■ Requirements
Reproduce the records below in full and exactly, without their images.

■ Picture region annotation data
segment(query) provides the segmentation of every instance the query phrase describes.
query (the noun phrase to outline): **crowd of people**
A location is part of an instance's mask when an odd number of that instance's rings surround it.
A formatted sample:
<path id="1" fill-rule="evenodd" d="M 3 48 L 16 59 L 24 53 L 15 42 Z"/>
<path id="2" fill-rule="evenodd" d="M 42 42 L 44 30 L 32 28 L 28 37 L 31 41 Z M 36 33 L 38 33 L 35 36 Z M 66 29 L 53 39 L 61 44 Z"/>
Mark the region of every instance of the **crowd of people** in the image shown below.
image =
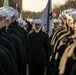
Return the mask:
<path id="1" fill-rule="evenodd" d="M 75 75 L 76 9 L 52 21 L 52 35 L 43 20 L 19 18 L 13 7 L 0 8 L 0 75 Z"/>

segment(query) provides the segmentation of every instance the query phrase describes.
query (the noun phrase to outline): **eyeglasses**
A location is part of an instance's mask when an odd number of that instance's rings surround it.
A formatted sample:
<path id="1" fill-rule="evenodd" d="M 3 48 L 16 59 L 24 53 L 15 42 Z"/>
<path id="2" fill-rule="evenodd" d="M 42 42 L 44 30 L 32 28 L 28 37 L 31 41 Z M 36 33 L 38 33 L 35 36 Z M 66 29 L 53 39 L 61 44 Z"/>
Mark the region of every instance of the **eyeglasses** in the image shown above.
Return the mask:
<path id="1" fill-rule="evenodd" d="M 3 21 L 3 19 L 4 19 L 3 17 L 0 17 L 0 21 Z"/>

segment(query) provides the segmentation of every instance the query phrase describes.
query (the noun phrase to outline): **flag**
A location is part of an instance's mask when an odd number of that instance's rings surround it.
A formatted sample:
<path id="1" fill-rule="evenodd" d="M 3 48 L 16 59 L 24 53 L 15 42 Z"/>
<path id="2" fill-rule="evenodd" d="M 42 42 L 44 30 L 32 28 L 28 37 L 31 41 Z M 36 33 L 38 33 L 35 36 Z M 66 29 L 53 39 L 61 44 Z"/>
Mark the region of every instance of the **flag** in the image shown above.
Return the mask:
<path id="1" fill-rule="evenodd" d="M 8 0 L 4 0 L 3 6 L 9 6 Z"/>
<path id="2" fill-rule="evenodd" d="M 48 0 L 46 8 L 41 16 L 41 19 L 43 20 L 42 30 L 46 32 L 50 37 L 52 34 L 52 2 L 51 0 Z"/>

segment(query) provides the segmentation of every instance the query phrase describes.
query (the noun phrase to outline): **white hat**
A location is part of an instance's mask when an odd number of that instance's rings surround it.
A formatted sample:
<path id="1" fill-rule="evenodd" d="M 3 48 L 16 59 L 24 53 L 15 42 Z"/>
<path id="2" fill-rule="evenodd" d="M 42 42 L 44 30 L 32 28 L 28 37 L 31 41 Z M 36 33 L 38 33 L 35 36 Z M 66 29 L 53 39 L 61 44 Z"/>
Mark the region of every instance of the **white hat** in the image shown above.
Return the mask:
<path id="1" fill-rule="evenodd" d="M 43 23 L 43 20 L 41 20 L 41 19 L 33 20 L 33 24 L 42 24 L 42 23 Z"/>

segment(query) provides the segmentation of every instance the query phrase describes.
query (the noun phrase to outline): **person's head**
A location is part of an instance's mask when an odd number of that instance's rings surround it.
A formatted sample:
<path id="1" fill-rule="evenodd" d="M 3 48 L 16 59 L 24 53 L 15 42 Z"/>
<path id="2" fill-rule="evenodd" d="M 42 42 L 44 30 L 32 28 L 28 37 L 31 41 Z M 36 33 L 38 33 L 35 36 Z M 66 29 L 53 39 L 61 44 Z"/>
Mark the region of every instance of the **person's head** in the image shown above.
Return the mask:
<path id="1" fill-rule="evenodd" d="M 33 21 L 33 28 L 36 32 L 39 32 L 41 30 L 42 22 L 43 21 L 40 19 L 36 19 Z"/>
<path id="2" fill-rule="evenodd" d="M 0 10 L 0 28 L 6 26 L 7 16 L 8 16 L 8 14 L 5 11 Z"/>
<path id="3" fill-rule="evenodd" d="M 73 30 L 76 31 L 76 13 L 72 14 Z"/>
<path id="4" fill-rule="evenodd" d="M 59 27 L 60 21 L 58 19 L 53 19 L 53 28 L 57 29 Z"/>
<path id="5" fill-rule="evenodd" d="M 23 18 L 18 18 L 16 21 L 18 22 L 18 26 L 20 27 L 24 27 L 25 25 L 27 25 Z"/>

■ Correct answer
segment(query) provides the segmentation of every instance the query phrase describes.
query (the noun phrase to outline): **crowd of people**
A location is part of an instance's mask when an odd number of that instance's rings surround it.
A formatted sample:
<path id="1" fill-rule="evenodd" d="M 3 48 L 16 59 L 24 53 L 15 42 Z"/>
<path id="2" fill-rule="evenodd" d="M 42 42 L 44 30 L 32 28 L 28 37 L 31 41 Z M 36 33 L 38 33 L 35 36 Z M 66 29 L 53 39 L 61 44 Z"/>
Mark the region of every instance of the **crowd of people** in the image shown below.
image =
Return the mask:
<path id="1" fill-rule="evenodd" d="M 75 75 L 76 9 L 52 21 L 52 35 L 43 20 L 19 18 L 13 7 L 0 8 L 0 75 Z"/>

segment(query) provides the segmentation of every instance the query phrase describes.
query (the noun phrase to outline): **eyeglasses**
A location is part of an instance's mask when an odd number of that instance's rings surround it.
A formatted sample:
<path id="1" fill-rule="evenodd" d="M 3 48 L 16 59 L 24 53 L 15 42 Z"/>
<path id="2" fill-rule="evenodd" d="M 42 42 L 44 30 L 32 28 L 28 37 L 31 41 Z M 36 33 L 38 33 L 35 36 Z M 66 29 L 53 39 L 61 44 Z"/>
Mark the region of every instance of the **eyeglasses** in the image shown above.
Return the mask:
<path id="1" fill-rule="evenodd" d="M 3 21 L 3 19 L 4 19 L 3 17 L 0 17 L 0 21 Z"/>

segment(query) provides the segmentation of every instance the query phrase describes.
query (the noun phrase to outline): **flag**
A location is part of an instance's mask when an odd number of that instance's rings surround it.
A formatted sample:
<path id="1" fill-rule="evenodd" d="M 3 48 L 16 59 L 24 53 L 15 42 Z"/>
<path id="2" fill-rule="evenodd" d="M 42 42 L 44 30 L 32 28 L 28 37 L 31 41 Z M 36 33 L 38 33 L 35 36 Z M 66 29 L 53 39 L 61 44 Z"/>
Mark the region of every instance of the **flag** in the image shown above.
Return the mask:
<path id="1" fill-rule="evenodd" d="M 8 0 L 4 0 L 3 6 L 9 6 Z"/>
<path id="2" fill-rule="evenodd" d="M 48 0 L 46 8 L 41 16 L 41 19 L 43 20 L 42 30 L 46 32 L 50 37 L 52 34 L 52 2 L 51 0 Z"/>

segment(query) provides the segmentation of every instance the query phrase describes.
query (the noun phrase to outline): **white hat**
A location is part of an instance's mask when an odd number of that instance's rings surround it.
A formatted sample:
<path id="1" fill-rule="evenodd" d="M 3 48 L 16 59 L 24 53 L 15 42 Z"/>
<path id="2" fill-rule="evenodd" d="M 42 42 L 44 30 L 32 28 L 28 37 L 31 41 Z M 36 33 L 38 33 L 35 36 Z M 66 29 L 53 39 L 61 44 Z"/>
Mark the region of every instance of the **white hat** in the image shown above.
Return the mask:
<path id="1" fill-rule="evenodd" d="M 43 23 L 43 20 L 41 20 L 41 19 L 33 20 L 33 24 L 42 24 L 42 23 Z"/>

segment(query) provides the segmentation of every instance the query phrase describes.
query (the noun phrase to outline): **person's head**
A location is part of an instance's mask when an odd number of that instance's rings surround it.
A formatted sample:
<path id="1" fill-rule="evenodd" d="M 3 48 L 16 59 L 24 53 L 15 42 Z"/>
<path id="2" fill-rule="evenodd" d="M 42 42 L 44 30 L 32 28 L 28 37 L 31 41 Z M 36 33 L 38 33 L 35 36 Z M 66 29 L 53 39 L 61 44 Z"/>
Mark the region of every instance of the **person's head** in the image shown above.
Return the mask:
<path id="1" fill-rule="evenodd" d="M 33 21 L 33 28 L 36 32 L 39 32 L 41 30 L 42 22 L 43 21 L 40 19 L 36 19 Z"/>
<path id="2" fill-rule="evenodd" d="M 0 10 L 0 28 L 6 26 L 7 16 L 8 16 L 8 14 L 5 11 Z"/>
<path id="3" fill-rule="evenodd" d="M 73 30 L 76 31 L 76 13 L 72 14 Z"/>
<path id="4" fill-rule="evenodd" d="M 59 27 L 60 21 L 58 19 L 53 19 L 53 28 L 57 29 Z"/>
<path id="5" fill-rule="evenodd" d="M 23 18 L 18 18 L 16 21 L 18 22 L 18 26 L 20 27 L 24 27 L 25 25 L 27 25 Z"/>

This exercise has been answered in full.